◆ **SUPPLIED TEXT**

The theater was originally built as a vaudeville/movie theater and opera house in 1912. Architects Franklin Ellerbe, Olin Round and William Sullivan (located in the Palladio Building in Duluth, Minnesota) designed the building in 1911. Virginia businessman Henry Sigel commissioned the architects to design an opera house to be built on the site of the McGarry Hotel, which burned to the ground during the catastrophic fire in Virginia in 1900.

The building was designed for use as a mixed-use commercial space, with the auditorium located behind a storefront space. The two-story auditorium was designed in a vernacular style fitting the current style and materials available. The second floor also houses a ballroom and a lounge.

The building was renamed the State Theater when it was remodeled in the 1930s by then-owner Paramount Studios, who utilized it as one of their cinema chain of State Theaters. The architect was Jack J. Liebenberg, who would later found the architectural firm Liebenberg and Kaplan in Minneapolis. The building remained in business as a movie theater until the 1950s.

◆ **EXERCISE SET**
[1] Translate this sentence from the passage about the theater's history into Spanish: "The second floor also houses a ballroom and a lounge."
[2] Reproduce the part of the theater passage that starts at "The building was designed" and ends at "until the 1950s.".

◆ **SUPPLIED INFORMATION**

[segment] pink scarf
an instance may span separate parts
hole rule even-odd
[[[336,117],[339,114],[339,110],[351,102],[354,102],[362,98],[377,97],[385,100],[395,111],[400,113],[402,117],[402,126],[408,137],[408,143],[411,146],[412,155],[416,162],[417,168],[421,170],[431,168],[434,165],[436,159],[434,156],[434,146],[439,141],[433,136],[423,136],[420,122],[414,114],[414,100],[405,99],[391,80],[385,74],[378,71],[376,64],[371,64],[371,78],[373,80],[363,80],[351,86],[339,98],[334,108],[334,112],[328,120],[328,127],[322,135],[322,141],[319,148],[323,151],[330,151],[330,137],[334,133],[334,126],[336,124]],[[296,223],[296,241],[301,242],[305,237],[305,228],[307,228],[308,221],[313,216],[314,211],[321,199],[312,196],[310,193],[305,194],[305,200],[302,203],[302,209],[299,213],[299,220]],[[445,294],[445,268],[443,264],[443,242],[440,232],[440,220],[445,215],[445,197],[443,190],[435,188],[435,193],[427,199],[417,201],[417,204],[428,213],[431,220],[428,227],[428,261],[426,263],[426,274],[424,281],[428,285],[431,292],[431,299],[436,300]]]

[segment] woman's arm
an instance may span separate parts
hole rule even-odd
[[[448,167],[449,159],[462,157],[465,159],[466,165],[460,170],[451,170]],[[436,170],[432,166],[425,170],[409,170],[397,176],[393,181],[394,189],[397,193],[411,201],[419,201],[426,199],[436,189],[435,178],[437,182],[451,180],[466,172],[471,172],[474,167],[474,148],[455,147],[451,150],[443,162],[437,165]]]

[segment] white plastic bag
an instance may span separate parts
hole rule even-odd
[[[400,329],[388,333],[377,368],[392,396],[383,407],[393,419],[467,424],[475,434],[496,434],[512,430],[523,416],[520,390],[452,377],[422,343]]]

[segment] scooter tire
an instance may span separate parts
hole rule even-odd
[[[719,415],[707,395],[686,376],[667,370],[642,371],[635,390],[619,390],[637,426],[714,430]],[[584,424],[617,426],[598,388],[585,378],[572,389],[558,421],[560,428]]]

◆ **LIST OF SOLUTIONS**
[1] La segunda planta también alberga un salón de baile y una sala de descanso.

[2]
The building was designed for use as a mixed-use commercial space, with the auditorium located behind a storefront space. The two-story auditorium was designed in a vernacular style fitting the current style and materials available. The second floor also houses a ballroom and a lounge.

The building was renamed the State Theater when it was remodeled in the 1930s by then-owner Paramount Studios, who utilized it as one of their cinema chain of State Theaters. The architect was Jack J. Liebenberg, who would later found the architectural firm Liebenberg and Kaplan in Minneapolis. The building remained in business as a movie theater until the 1950s.